# WHAT IS EXPECTED
Write out the listing below exactly, and omit any images you find in it.

# EXERCISE INPUT
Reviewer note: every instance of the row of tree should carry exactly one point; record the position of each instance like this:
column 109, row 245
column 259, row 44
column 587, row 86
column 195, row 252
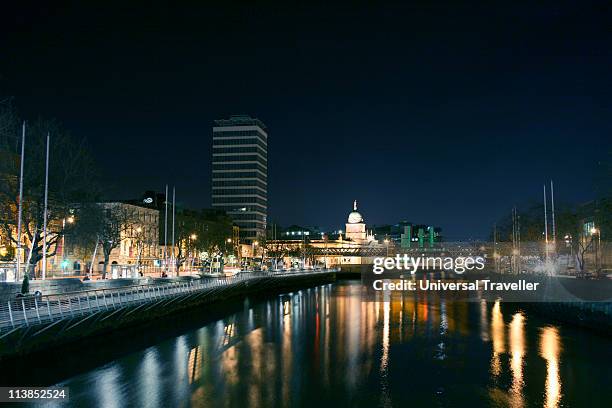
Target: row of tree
column 76, row 208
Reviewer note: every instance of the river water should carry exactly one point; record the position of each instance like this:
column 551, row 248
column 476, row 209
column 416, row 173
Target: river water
column 327, row 346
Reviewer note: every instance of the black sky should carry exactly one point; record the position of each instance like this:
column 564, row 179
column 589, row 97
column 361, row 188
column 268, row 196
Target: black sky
column 431, row 112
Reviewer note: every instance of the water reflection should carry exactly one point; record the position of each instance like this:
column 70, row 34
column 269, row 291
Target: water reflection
column 498, row 335
column 325, row 346
column 517, row 352
column 550, row 348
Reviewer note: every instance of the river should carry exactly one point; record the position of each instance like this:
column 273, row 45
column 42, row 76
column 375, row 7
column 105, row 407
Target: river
column 327, row 346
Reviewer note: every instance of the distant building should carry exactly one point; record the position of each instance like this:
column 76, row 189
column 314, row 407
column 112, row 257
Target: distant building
column 356, row 228
column 240, row 173
column 408, row 235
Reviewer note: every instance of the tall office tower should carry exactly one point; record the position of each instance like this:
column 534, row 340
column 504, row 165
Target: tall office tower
column 240, row 173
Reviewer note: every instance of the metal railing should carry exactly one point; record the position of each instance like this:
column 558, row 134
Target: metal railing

# WRITTEN ANSWER
Reviewer note: every instance of the row of tree should carry exactly one point; record the position of each instance like this:
column 109, row 245
column 259, row 44
column 587, row 86
column 195, row 252
Target: row of tree
column 76, row 208
Reviewer note: every instance of the river water should carry exactly one point; record the position of each instance like this:
column 551, row 248
column 476, row 209
column 416, row 173
Target: river water
column 327, row 346
Reviewer note: every instance of the black sky should carry exactly one point; record the position of each instance like this:
column 564, row 179
column 589, row 97
column 361, row 188
column 268, row 196
Target: black sky
column 431, row 112
Reviewer note: every instance of the water reflection should carry exactly one point; record the position of each instance like this:
column 70, row 34
column 269, row 291
Target: water reflection
column 498, row 335
column 325, row 346
column 517, row 352
column 550, row 348
Reviewer note: every instance of the river should carry exactly one point; record the position of each instance like this:
column 273, row 45
column 42, row 76
column 375, row 7
column 105, row 407
Target: river
column 327, row 346
Reviewer note: every instance of the distant building should carry exactly one point; record the position of each instance like this:
column 76, row 189
column 314, row 407
column 112, row 257
Target: distant building
column 356, row 228
column 240, row 173
column 408, row 235
Reviewer note: every instance of the tall office tower should carry exactly one point; record the position of each instance like this:
column 534, row 340
column 504, row 165
Target: tall office tower
column 240, row 173
Reviewer note: every instance of the metal railing should carry exactly one point; record the position of each instance like this:
column 558, row 134
Target: metal railing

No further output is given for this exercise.